Data items:
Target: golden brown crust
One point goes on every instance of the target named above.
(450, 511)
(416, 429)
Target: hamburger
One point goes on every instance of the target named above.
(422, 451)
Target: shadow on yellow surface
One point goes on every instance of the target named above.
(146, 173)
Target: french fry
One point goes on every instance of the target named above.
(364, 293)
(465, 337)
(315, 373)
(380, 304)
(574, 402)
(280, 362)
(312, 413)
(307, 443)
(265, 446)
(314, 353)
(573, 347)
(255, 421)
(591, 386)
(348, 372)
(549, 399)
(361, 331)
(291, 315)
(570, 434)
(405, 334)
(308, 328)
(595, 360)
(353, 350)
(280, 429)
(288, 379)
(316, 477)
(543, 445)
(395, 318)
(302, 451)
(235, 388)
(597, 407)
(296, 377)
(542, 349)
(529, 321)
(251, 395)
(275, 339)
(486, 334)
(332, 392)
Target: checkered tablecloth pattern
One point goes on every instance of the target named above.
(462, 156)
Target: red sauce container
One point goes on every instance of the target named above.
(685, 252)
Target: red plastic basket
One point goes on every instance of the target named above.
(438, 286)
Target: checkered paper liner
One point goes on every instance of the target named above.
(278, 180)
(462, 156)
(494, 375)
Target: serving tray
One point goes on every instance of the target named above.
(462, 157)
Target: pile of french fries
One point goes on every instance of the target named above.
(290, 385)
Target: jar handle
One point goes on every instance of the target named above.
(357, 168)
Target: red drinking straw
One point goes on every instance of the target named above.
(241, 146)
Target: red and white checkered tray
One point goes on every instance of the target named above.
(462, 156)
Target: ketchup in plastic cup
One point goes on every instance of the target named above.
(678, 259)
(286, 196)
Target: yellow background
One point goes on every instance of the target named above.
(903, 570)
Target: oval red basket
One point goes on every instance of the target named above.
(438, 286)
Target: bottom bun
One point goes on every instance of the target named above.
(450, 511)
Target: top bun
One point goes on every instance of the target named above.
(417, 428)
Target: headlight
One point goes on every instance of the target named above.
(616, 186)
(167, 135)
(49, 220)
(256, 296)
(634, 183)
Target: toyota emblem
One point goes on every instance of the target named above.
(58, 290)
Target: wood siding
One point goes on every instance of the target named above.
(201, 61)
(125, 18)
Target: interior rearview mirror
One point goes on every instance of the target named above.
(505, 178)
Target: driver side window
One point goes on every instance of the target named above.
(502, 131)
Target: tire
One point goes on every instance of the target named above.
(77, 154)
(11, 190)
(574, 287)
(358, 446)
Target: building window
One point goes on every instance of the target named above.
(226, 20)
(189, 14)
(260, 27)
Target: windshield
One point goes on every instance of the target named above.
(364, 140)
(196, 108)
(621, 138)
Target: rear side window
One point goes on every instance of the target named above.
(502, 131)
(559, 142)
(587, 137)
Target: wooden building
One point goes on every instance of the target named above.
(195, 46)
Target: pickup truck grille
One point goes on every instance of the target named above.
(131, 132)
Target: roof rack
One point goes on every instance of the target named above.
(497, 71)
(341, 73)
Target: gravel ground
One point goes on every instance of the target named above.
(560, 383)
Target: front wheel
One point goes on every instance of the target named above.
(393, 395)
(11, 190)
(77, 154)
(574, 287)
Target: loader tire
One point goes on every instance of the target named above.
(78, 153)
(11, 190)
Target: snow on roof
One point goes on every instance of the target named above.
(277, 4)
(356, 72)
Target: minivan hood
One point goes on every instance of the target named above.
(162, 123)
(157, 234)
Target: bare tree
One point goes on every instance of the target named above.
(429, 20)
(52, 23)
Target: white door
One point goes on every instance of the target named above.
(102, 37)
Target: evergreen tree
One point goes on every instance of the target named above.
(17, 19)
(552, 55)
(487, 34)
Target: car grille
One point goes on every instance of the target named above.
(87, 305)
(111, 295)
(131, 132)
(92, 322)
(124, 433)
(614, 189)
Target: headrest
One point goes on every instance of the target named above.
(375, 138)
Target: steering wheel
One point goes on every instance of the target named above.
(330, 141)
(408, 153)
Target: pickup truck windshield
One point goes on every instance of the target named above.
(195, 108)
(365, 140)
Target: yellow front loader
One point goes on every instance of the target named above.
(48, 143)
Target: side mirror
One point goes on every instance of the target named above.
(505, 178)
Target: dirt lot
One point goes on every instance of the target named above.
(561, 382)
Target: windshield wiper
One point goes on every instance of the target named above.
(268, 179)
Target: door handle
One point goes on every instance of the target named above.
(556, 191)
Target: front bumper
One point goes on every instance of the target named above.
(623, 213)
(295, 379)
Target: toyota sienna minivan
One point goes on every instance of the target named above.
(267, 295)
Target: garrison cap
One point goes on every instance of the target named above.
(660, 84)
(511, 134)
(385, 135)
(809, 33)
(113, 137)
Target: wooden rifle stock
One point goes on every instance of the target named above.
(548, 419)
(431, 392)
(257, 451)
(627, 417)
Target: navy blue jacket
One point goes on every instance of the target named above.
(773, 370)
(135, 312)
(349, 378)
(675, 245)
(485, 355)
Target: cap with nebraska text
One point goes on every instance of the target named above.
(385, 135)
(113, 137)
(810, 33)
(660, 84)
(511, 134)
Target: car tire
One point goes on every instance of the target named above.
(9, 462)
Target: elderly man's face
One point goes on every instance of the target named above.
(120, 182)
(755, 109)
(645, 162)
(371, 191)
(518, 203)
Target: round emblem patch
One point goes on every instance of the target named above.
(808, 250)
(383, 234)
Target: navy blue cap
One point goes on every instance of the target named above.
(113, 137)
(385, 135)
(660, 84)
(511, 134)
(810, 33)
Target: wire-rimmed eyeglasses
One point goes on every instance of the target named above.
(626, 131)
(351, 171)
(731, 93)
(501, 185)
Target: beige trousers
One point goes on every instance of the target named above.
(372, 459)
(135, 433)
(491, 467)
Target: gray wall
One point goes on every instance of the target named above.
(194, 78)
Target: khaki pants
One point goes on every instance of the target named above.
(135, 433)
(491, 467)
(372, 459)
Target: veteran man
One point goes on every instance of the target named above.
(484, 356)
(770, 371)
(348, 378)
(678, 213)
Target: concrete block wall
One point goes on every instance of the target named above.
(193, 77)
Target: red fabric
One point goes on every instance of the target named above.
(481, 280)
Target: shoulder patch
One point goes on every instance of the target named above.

> _WHAT THE EXERCISE ASKS_: The records above should be repeated in full, exactly as given.

> _ANSWER TO THE PROBLEM_:
Target: golden brown crust
One point goes on every instance of the target named above.
(450, 511)
(416, 429)
Target: hamburger
One point goes on every instance of the target named above.
(422, 451)
Target: shadow on yellow surface
One point goes on every instance of the target named above.
(146, 173)
Target: french fry
One point goes on every instance of the target named above.
(364, 293)
(465, 337)
(315, 373)
(380, 304)
(574, 402)
(280, 362)
(312, 413)
(307, 443)
(265, 446)
(314, 353)
(573, 347)
(255, 421)
(591, 386)
(348, 372)
(549, 399)
(361, 331)
(291, 315)
(570, 434)
(405, 334)
(308, 328)
(595, 360)
(353, 350)
(280, 429)
(288, 379)
(316, 477)
(543, 445)
(395, 318)
(302, 451)
(235, 388)
(597, 407)
(296, 377)
(542, 349)
(529, 321)
(251, 395)
(275, 339)
(486, 334)
(332, 392)
Target: checkered tablecloth pattern
One point goes on every instance of the target named above.
(462, 156)
Target: red sauce container
One point goes on every instance of the target named above.
(685, 252)
Target: red plastic basket
One point goes on every instance of the target named above.
(438, 286)
Target: checkered paper liner
One point goes on every instance of the target named above.
(278, 180)
(462, 156)
(494, 375)
Target: serving tray
One point goes on every instance of the target named above.
(462, 157)
Target: pile of french fries
One point goes on every instance of the target named above.
(290, 385)
Target: jar handle
One point goes on every instance of the target named above.
(357, 168)
Target: red drinking straw
One point goes on every instance of the target named above.
(241, 146)
Target: red and white checkered tray
One point goes on every instance of the target named above.
(462, 156)
Target: ketchup in plastic cup
One point goes on every instance of the target named above.
(678, 259)
(286, 196)
Target: yellow background
One point goes on every instance of the target named above.
(903, 570)
Target: oval red basket
One point goes on every instance of the target named above.
(438, 286)
Target: bottom bun
One point goes on every instance of the target named above.
(450, 511)
Target: top bun
One point goes on every instance of the target named above.
(417, 428)
Target: headlight
One point goes on every instance of the target named above.
(616, 186)
(167, 135)
(49, 220)
(256, 296)
(634, 183)
Target: toyota emblem
One point goes on every instance of the target named above.
(58, 290)
Target: wood siding
One point goes on every instance of the target named above.
(201, 61)
(125, 18)
Target: interior rearview mirror
One point goes on every instance of the target named above.
(505, 178)
Target: driver side window
One point goes on every instance of the target named above.
(502, 131)
Target: tire
One point goes on every instance of the target named above.
(77, 154)
(11, 190)
(574, 287)
(358, 446)
Target: building window
One point goes on every instance of the target named above.
(226, 20)
(189, 14)
(260, 27)
Target: windshield
One point goes on every instance of the target named above.
(364, 140)
(196, 108)
(621, 138)
Target: rear side window
One point goes on every instance of the target named above.
(502, 131)
(559, 142)
(587, 137)
Target: wooden building
One point goes on every instance of the target named above.
(195, 46)
Target: pickup truck grille
One point goes on every instance of the target named above.
(131, 132)
Target: roof rack
One point goes on every instance of the target named above.
(497, 71)
(341, 73)
Target: gravel ground
One point goes on every instance of the target named above.
(560, 383)
Target: front wheel
One point goes on every instance of the target named above.
(393, 395)
(11, 190)
(77, 154)
(574, 287)
Target: loader tire
One point goes on every instance of the target named above.
(78, 153)
(11, 190)
Target: snow on roof
One point goes on every instance of the target named above.
(277, 4)
(356, 72)
Target: minivan hood
One point goes on every instance of the target named above.
(162, 123)
(157, 234)
Target: bare tree
One point goes on every instance of the target named above.
(429, 20)
(52, 23)
Target: white door
One point goes on every instance of the target named above.
(102, 37)
Target: evergreen tree
One point goes on every instance of the target named above.
(17, 19)
(552, 55)
(487, 34)
Target: car grille
One point goes on every instance of the target named above.
(87, 305)
(111, 295)
(131, 132)
(92, 322)
(124, 433)
(614, 189)
Target: headrest
One point goes on every instance of the target named above.
(375, 138)
Target: steering wheel
One point goes on every instance of the target named above.
(330, 141)
(408, 153)
Target: pickup truck windshield
One point goes on every instance of the target named above.
(195, 108)
(365, 140)
Target: yellow front loader
One point goes on every instance of the target named above.
(48, 143)
Target: side mirror
One point goes on every instance of the target named above.
(505, 178)
Target: dirt lot
One point goes on every instance of the target named above.
(561, 382)
Target: windshield wiper
One point goes on every instance of the target named above.
(268, 179)
Target: door handle
One point goes on every instance of the target named above.
(556, 191)
Target: front bumper
One point goes on every instance of the target named above.
(623, 213)
(295, 379)
Target: toyota sienna minivan
One point goes on every instance of the target named above.
(267, 295)
Target: garrison cap
One point goes on every instance of the target named above.
(660, 84)
(511, 134)
(385, 135)
(809, 33)
(113, 137)
Target: wooden rifle stock
One point goes on every instance of the target named above.
(548, 419)
(431, 392)
(257, 451)
(627, 417)
Target: navy blue jacket
One point goes on every instance of the target named above.
(773, 370)
(135, 312)
(349, 378)
(675, 245)
(485, 355)
Target: cap with nebraska text
One point goes on every instance of the target named above.
(385, 135)
(113, 137)
(810, 33)
(660, 84)
(511, 134)
Target: car tire
One point goes on every instance of the target named above.
(9, 462)
Target: elderly man's face
One point goes on every instance of the target named above.
(120, 182)
(755, 109)
(645, 162)
(371, 191)
(518, 203)
Target: round emblem patch
One point goes on every instance of the target named above.
(808, 250)
(383, 234)
Target: navy blue cap
One point goes on every instance of the target named above.
(113, 137)
(385, 135)
(660, 84)
(511, 134)
(810, 33)
Target: wire-rimmed eyeglasses
One point goes on every instance of the target named above.
(626, 131)
(351, 171)
(731, 93)
(501, 185)
Target: beige trousers
One point goes on every instance of the target named above.
(372, 459)
(135, 433)
(491, 467)
Target: gray wall
One point goes on every instance of the target named above.
(194, 78)
Target: khaki pants
One point goes on every instance of the target named above.
(135, 433)
(491, 467)
(372, 459)
Target: veteran man
One point goes on every instance of the target named above.
(484, 356)
(770, 371)
(348, 378)
(678, 213)
Target: concrete block wall
One point goes on every instance of the target named above.
(193, 77)
Target: red fabric
One point goes on every instance of the target named above.
(481, 280)
Target: shoulder patch
One point goes on every instance of the target named above.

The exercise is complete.